'''

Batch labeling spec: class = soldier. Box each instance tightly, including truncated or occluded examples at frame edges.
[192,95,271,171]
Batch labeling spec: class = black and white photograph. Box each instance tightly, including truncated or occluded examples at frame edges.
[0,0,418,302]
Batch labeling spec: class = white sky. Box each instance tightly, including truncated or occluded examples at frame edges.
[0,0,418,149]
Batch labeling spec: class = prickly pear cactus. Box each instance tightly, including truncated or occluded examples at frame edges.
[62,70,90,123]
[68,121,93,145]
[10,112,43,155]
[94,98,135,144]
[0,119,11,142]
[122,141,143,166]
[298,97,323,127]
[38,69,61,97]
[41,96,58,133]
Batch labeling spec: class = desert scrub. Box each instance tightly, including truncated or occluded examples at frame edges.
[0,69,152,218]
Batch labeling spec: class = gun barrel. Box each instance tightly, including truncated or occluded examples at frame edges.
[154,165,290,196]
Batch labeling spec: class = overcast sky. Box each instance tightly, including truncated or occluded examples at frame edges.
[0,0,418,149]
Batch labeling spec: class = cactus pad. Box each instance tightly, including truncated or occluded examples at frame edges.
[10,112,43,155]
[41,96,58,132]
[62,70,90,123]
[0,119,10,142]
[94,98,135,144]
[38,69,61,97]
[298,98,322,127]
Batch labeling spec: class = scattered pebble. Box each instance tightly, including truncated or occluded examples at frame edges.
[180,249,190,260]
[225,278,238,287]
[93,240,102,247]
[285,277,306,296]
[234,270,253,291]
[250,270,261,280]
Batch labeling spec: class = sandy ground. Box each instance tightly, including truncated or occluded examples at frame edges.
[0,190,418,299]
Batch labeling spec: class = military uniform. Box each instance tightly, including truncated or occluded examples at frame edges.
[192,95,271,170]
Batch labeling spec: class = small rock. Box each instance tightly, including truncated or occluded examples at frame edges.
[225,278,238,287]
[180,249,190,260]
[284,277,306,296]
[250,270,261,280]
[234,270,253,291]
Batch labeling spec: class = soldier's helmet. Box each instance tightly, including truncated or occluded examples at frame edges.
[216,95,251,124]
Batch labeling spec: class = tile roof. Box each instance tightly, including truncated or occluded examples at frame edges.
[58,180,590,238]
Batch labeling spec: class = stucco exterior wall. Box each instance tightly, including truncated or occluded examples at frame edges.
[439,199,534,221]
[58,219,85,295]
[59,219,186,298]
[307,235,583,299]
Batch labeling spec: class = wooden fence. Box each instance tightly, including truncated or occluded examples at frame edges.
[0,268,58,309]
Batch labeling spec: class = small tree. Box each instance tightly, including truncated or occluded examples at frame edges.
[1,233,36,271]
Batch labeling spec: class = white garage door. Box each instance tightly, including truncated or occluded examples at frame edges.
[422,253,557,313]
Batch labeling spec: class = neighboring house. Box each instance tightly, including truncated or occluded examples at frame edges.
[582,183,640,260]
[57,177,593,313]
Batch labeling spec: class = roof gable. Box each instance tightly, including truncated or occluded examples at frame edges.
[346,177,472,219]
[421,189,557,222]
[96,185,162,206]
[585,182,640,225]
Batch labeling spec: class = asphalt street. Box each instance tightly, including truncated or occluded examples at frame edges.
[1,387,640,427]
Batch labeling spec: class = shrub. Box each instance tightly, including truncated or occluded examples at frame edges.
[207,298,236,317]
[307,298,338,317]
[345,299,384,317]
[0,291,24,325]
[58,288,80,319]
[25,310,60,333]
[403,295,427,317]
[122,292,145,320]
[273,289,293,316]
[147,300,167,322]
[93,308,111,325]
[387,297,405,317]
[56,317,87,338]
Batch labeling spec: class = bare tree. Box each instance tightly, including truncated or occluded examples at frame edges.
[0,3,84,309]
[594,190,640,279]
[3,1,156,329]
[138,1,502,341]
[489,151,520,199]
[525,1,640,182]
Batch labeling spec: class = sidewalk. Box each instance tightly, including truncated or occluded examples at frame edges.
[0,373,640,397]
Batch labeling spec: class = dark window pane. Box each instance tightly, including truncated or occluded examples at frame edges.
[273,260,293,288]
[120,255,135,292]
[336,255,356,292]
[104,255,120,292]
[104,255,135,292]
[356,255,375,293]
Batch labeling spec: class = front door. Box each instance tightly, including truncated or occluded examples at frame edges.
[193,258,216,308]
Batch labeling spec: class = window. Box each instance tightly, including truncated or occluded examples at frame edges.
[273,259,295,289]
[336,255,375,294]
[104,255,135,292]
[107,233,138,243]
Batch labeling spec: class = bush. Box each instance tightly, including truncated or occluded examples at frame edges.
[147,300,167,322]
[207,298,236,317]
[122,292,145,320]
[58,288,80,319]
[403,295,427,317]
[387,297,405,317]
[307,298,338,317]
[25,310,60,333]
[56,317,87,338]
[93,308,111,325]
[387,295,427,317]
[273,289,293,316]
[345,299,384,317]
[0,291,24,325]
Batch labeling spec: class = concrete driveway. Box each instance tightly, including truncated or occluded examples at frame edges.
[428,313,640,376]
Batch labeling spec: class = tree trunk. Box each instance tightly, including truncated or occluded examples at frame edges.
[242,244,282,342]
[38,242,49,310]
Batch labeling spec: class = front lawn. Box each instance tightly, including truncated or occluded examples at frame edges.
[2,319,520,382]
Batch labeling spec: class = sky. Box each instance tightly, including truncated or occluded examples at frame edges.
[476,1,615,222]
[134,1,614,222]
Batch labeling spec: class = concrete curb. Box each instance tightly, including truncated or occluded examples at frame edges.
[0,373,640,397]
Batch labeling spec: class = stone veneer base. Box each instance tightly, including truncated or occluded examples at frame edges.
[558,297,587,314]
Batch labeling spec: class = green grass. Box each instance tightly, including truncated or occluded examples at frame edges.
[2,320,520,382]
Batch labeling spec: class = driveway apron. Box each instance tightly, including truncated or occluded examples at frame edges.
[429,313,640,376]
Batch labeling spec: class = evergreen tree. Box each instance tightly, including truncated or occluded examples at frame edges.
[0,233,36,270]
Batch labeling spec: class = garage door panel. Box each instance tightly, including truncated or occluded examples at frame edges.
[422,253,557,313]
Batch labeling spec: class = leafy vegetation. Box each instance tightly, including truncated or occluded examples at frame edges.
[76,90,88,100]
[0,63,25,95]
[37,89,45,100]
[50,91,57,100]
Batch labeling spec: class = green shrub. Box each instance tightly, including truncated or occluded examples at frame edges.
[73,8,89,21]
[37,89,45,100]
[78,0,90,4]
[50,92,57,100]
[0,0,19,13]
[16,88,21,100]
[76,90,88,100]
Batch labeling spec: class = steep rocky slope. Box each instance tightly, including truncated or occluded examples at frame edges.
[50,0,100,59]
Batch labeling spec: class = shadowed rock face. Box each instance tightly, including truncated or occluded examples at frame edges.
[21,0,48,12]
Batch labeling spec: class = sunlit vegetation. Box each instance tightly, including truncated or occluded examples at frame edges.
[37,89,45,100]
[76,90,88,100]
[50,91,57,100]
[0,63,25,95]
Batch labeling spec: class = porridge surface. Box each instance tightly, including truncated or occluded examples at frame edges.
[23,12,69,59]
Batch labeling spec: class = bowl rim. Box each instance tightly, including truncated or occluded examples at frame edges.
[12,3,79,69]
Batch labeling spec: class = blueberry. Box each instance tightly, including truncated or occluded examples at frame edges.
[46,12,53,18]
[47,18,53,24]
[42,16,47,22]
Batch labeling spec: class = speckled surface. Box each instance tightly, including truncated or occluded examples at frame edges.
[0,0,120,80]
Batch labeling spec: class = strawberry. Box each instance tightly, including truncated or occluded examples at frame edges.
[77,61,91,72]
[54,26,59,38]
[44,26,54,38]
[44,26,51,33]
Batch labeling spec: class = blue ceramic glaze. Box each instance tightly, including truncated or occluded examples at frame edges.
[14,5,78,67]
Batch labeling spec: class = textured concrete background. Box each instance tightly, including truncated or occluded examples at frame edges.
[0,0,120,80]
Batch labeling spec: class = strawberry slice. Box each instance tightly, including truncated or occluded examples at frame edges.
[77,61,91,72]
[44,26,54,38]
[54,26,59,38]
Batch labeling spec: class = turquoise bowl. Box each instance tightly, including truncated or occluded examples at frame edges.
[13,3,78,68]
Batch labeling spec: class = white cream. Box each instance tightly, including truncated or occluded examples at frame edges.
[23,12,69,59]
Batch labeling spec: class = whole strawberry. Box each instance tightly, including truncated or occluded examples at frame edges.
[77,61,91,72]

'''

» **Short problem**
Select every line in the records above that contains the string "driveway", and copy each one.

» **Answer to the exercise**
Batch labeling spec: class = concrete driveway. Box each instance tightly, including truncated or occluded examples at frame edges.
Batch labeling spec: class = driveway apron. Box each instance tightly, including truncated or occluded examples at frame edges.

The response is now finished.